## EXERCISE OBJECTIVE
Rewrite all of the data below with "pixel coordinates" changed to "image coordinates" wherever it occurs, keeping everything else unchanged. Leave the pictures out of your answer.

## DATASET ROWS
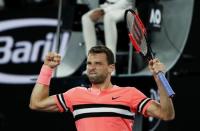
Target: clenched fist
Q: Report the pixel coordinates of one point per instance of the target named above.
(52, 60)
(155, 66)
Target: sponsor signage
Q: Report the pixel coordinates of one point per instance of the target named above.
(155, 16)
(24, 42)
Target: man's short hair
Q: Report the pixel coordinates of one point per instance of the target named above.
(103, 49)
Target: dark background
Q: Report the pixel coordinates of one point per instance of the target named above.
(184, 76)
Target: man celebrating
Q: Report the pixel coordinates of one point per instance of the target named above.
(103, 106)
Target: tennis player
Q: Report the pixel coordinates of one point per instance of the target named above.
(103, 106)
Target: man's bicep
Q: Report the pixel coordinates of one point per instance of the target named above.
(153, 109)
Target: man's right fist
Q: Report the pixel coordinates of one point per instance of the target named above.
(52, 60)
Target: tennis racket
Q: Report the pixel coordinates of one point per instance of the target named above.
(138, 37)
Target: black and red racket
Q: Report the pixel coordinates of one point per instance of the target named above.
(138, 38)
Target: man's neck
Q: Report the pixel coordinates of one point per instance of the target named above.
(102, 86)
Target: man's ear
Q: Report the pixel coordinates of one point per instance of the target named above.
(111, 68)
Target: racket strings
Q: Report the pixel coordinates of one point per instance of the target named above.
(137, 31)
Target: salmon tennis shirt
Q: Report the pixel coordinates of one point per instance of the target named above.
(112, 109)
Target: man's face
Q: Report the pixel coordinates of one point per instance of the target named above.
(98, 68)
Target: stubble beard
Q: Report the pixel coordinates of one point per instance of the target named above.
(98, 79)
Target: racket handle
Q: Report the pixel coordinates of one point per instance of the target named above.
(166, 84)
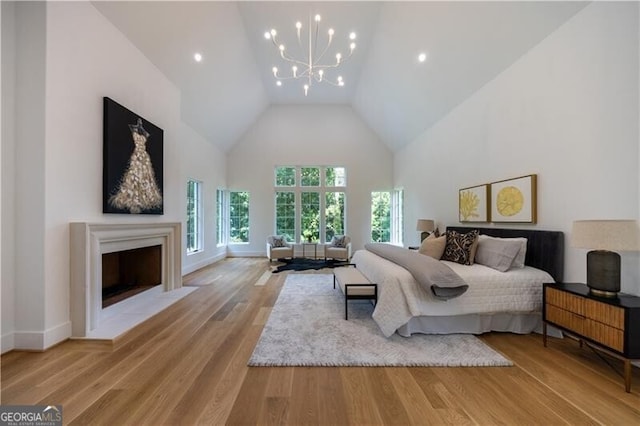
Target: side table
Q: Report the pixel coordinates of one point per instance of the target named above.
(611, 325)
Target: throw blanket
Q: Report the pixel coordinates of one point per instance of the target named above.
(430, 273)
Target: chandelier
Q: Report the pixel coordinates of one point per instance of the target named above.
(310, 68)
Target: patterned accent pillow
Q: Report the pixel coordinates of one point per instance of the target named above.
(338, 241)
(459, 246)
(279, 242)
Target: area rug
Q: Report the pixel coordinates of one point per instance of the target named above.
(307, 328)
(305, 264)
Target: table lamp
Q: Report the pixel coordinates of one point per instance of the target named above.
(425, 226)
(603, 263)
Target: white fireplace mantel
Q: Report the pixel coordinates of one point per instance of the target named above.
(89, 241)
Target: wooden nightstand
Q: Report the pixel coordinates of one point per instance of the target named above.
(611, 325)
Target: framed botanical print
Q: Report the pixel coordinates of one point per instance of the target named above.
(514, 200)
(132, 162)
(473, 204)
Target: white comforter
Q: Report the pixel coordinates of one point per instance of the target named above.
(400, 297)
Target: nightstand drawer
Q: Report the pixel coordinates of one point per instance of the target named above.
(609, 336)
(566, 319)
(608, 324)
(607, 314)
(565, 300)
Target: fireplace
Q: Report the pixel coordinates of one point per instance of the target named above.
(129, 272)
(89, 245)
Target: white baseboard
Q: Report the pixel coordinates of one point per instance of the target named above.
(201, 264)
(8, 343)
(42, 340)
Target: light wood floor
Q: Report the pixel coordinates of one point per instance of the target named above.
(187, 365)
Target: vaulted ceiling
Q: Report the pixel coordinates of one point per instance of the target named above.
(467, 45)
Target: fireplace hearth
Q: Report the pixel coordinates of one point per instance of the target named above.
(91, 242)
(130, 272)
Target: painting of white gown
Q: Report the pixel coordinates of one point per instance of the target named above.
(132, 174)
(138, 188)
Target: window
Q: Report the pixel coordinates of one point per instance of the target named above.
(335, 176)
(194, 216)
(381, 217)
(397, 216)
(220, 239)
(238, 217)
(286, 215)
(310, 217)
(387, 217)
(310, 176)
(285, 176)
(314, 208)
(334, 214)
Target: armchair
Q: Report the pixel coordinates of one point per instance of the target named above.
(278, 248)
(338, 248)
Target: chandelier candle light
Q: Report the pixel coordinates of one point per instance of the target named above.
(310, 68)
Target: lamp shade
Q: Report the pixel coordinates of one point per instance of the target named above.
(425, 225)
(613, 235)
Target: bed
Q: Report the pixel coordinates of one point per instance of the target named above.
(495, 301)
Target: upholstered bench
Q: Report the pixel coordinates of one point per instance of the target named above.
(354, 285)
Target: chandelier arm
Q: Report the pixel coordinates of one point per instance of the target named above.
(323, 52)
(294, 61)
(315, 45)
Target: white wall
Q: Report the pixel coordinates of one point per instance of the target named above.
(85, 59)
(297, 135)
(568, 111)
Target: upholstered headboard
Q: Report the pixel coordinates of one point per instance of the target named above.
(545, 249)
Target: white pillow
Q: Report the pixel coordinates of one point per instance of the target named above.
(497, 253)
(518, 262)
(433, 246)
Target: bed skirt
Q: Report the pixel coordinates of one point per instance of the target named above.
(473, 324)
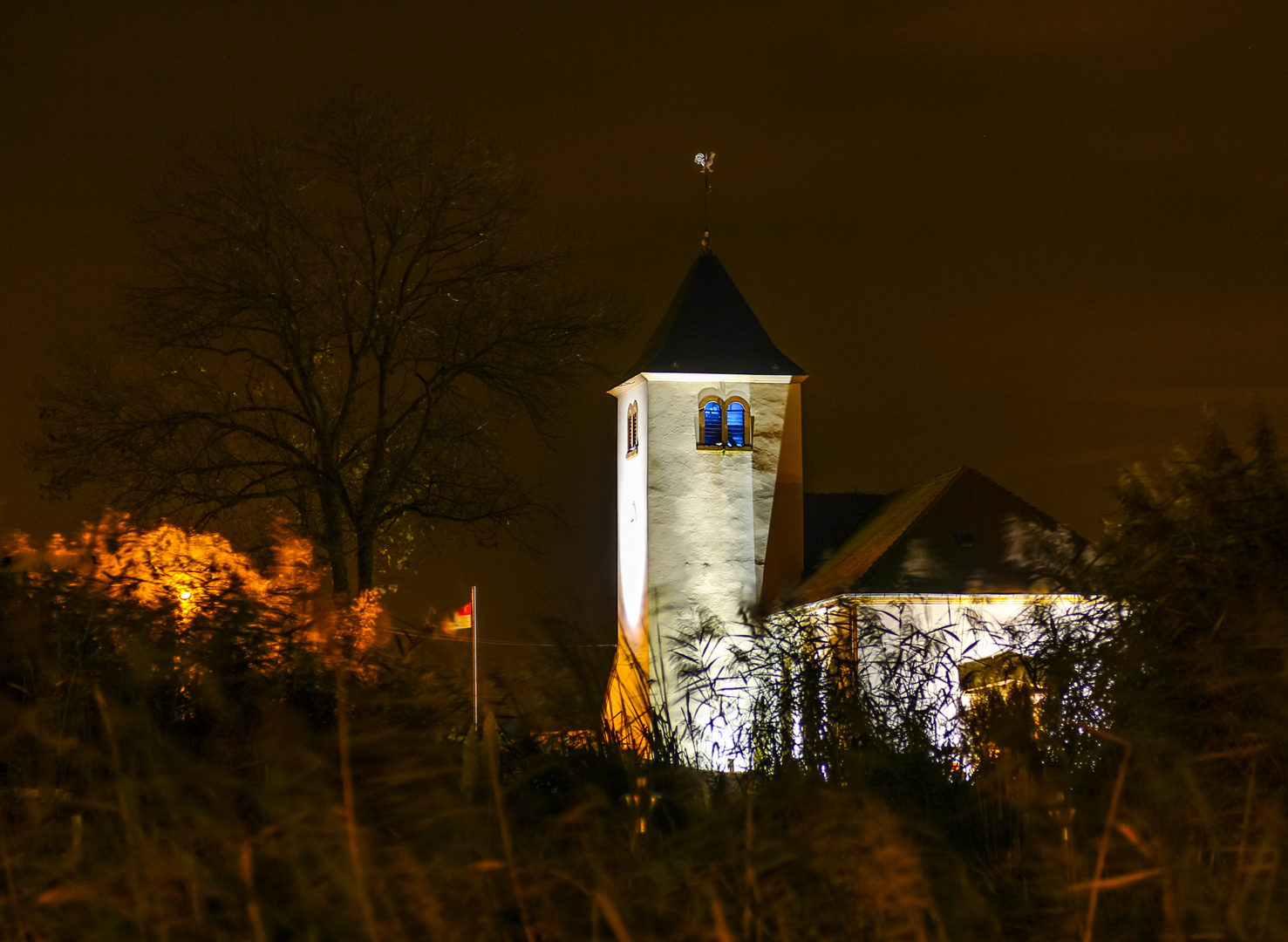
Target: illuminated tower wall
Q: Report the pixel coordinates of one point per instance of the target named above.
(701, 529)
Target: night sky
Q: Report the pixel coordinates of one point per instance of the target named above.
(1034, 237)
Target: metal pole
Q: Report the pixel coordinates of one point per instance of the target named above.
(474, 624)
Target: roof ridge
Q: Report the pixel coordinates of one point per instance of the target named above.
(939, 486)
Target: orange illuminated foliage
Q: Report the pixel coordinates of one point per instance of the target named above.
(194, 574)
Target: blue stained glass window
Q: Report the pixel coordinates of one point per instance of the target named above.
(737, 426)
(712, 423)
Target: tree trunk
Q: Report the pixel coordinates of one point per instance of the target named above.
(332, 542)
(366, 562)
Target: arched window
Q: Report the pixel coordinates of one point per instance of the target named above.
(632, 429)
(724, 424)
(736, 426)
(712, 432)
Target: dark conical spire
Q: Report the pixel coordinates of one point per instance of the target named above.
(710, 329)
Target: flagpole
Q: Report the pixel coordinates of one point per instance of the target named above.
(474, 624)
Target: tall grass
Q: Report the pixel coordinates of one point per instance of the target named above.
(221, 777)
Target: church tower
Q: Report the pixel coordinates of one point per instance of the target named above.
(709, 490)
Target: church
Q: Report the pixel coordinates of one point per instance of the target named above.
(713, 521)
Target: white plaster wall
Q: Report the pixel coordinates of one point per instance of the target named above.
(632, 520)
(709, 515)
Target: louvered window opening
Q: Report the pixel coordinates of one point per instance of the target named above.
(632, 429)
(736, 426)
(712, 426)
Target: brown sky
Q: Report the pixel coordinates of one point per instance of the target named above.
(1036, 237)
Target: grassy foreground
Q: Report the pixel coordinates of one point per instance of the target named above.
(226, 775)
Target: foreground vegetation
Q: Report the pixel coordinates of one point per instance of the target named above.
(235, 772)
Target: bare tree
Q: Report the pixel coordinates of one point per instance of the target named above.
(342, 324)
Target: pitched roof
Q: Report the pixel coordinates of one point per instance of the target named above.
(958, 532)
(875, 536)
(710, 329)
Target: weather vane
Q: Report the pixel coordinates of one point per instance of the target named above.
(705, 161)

## RESPONSE
Target: clenched fist
Q: Report the image coordinates of one point per instance of the target named above.
(52, 60)
(155, 66)
Target: sponsor signage
Q: Report the image coordinates of one point per instance of the target named above.
(155, 16)
(24, 42)
Target: man's short hair
Q: Report the image coordinates of one point per instance of the target named above.
(103, 49)
Target: dark background
Q: Report the image coordinates of one point per instance of the target named above.
(184, 76)
Target: man celebrating
Q: Report the image coordinates of one point per instance of the target named above.
(103, 106)
Target: tennis player
Q: Report the image coordinates of one point per instance of the target named above.
(103, 106)
Target: man's bicep
Q: Report the image coordinates of one point per instance of the target named above.
(153, 109)
Target: man's right fist
Q: Report the image coordinates of one point per instance of the target named above.
(52, 60)
Target: tennis racket
Q: Report the image coordinates of one point per instance of the target named above.
(138, 37)
Target: black and red racket
Q: Report the image coordinates of one point per instance of the target named above.
(138, 38)
Target: man's neck
Q: Report the image coordinates of one point per instance of the target named above.
(102, 86)
Target: man's ear
Q: Report the image coordinates of one point per instance of the target named above.
(111, 68)
Target: racket strings
Q: Report the image coordinates of one point per instance of the target named above.
(137, 31)
Target: salmon tennis shirt
Q: Report the image coordinates of one point per instance of the target named above.
(112, 109)
Target: man's face
Q: Report the image coordinates of one point per instance of the target named above.
(98, 68)
Target: stubble beard
Q: Report the image coordinates of one point per instance of the target named above.
(98, 79)
Target: racket handle
Q: Report the image coordinates of one point per instance of the target named above.
(166, 84)
Target: side table
Q: Report the image coordinates of one point per instance of the target named above.
(611, 325)
Target: throw blanket
Q: Report the image coordinates of one point per instance of the target named above.
(430, 273)
Target: chandelier
Q: Report the image coordinates of one point per instance of the target named above.
(310, 68)
Target: patterned accent pillow
Q: Report the image coordinates of one point per instance of the target named above.
(338, 241)
(459, 246)
(279, 242)
Target: area rug
Q: Report the image coordinates of one point per instance of the target named above.
(307, 328)
(305, 264)
Target: table lamp
Q: Report the image coordinates of one point per instance of the target named above.
(425, 226)
(603, 263)
Target: white fireplace mantel
Q: Report the image coordinates of one point per instance of the target named above.
(89, 241)
Target: wooden nightstand
Q: Report the image coordinates of one point per instance of the target named above.
(611, 325)
Target: framed botanical print
Q: Report the image coordinates of one point per instance of the target named above.
(514, 200)
(132, 162)
(473, 204)
Target: white comforter
Q: Report the image coordinates of one point per instance of the target named above.
(400, 297)
Target: nightstand drawer
Q: Report the image coordinates of one point per instance of the target named above.
(609, 336)
(566, 319)
(608, 324)
(607, 314)
(565, 300)
Target: fireplace
Q: Report the image coordinates of one point per instance of the target named above.
(129, 272)
(89, 245)
Target: white baseboard
Q: Report the image coordinates of one point per instance of the target named above.
(201, 264)
(8, 343)
(42, 340)
Target: light wood floor
Q: Report the image coordinates of one point per instance of the target named above.
(187, 365)
Target: vaulted ceiling
Q: Report the image coordinates of one point per instance of the target named above.
(467, 45)
Target: fireplace hearth
Q: Report the image coordinates of one point per instance of the target named above.
(91, 242)
(130, 272)
Target: painting of white gown
Q: Report the image coordinates of one point per instance of the target named above.
(132, 174)
(138, 188)
Target: window
Q: Report the image coordinates of one point per instance of the target named above.
(335, 176)
(194, 216)
(381, 217)
(397, 216)
(220, 239)
(238, 217)
(286, 215)
(310, 217)
(387, 217)
(310, 176)
(285, 176)
(314, 208)
(334, 214)
Target: armchair
Q: Report the image coordinates of one point per instance of the target named above.
(278, 248)
(338, 248)
Target: chandelier candle light
Q: Report the image coordinates of one point per instance of the target named above.
(310, 68)
Target: lamp shade
Q: Report the image coordinates of one point per instance of the target named above.
(425, 225)
(613, 235)
Target: bed
Q: Report the image coordinates of one point per instance of the target named above.
(495, 301)
Target: upholstered bench
Q: Report the image coordinates of one point per instance of the target named above.
(354, 285)
Target: chandelier arm
Q: Report the image coordinates of one point per instance of the target named above.
(323, 52)
(294, 61)
(315, 45)
Target: white wall
Q: Report the image coordinates of one point per instance of the target named above.
(85, 59)
(297, 135)
(568, 111)
Target: upholstered headboard
Q: Report the image coordinates of one point per instance of the target named above.
(545, 249)
Target: white pillow
Q: Report the image coordinates of one point per instance of the target named above.
(497, 253)
(518, 262)
(433, 246)
Target: bed skirt
Q: Report the image coordinates of one point per instance of the target named above.
(473, 324)
Target: illuminated tower wall
Q: Report the image coordinates of one point per instance of the target named above.
(701, 529)
Target: night sky
Q: Report the image coordinates of one point per instance of the target named above.
(1034, 237)
Target: metal pole
Q: Report the image coordinates of one point per instance of the target named above.
(474, 624)
Target: roof ridge
Q: Report the image coordinates of one point per instance of the target named above.
(939, 486)
Target: orange illuminated foliage
Q: Report the image coordinates of one point per instance of the target named above.
(194, 574)
Target: blue stained glass window
Q: Report the image coordinates of one point per instance of the target named above.
(737, 426)
(712, 423)
Target: tree trunk
Q: Report the image coordinates of one point per instance of the target named above.
(332, 542)
(366, 562)
Target: arched window
Q: Report the image coordinates of one point per instance of the target named above.
(632, 429)
(724, 424)
(736, 426)
(712, 432)
Target: dark conical spire
Q: Report the image coordinates of one point per instance of the target named above.
(710, 329)
Target: flagpole
Q: Report the image coordinates of one point per instance of the target named above.
(474, 624)
Target: tall grass
Q: Report the image coordinates of one point per instance of the target named above.
(221, 777)
Target: church tower
Q: Report the image coordinates of one point per instance of the target named above.
(709, 490)
Target: church
Q: Report the image coordinates of one point per instance of the target named above.
(713, 521)
Target: white plaster wall
Q: Report the image coordinates of one point per instance of the target named above.
(632, 520)
(709, 515)
Target: louvered window opening
Q: Report the image coordinates of one point per instance of the target named above.
(632, 429)
(736, 426)
(712, 426)
Target: brown sky
Q: Report the image coordinates of one point per instance of the target named above.
(1036, 237)
Target: grassy foreground
Q: Report the image coordinates of one point per instance of the target named above.
(226, 775)
Target: foreground vegetation
Q: Report the image coordinates of one point per instance of the target named above.
(235, 772)
Target: bare tree
Q: Report the image coordinates of one point per instance of the target named above.
(342, 324)
Target: pitched roof
Q: Report the image coordinates of one point per instance of the target named above.
(958, 532)
(875, 536)
(710, 329)
Target: weather vane
Q: Report the image coordinates of one point per instance of the target named above.
(705, 161)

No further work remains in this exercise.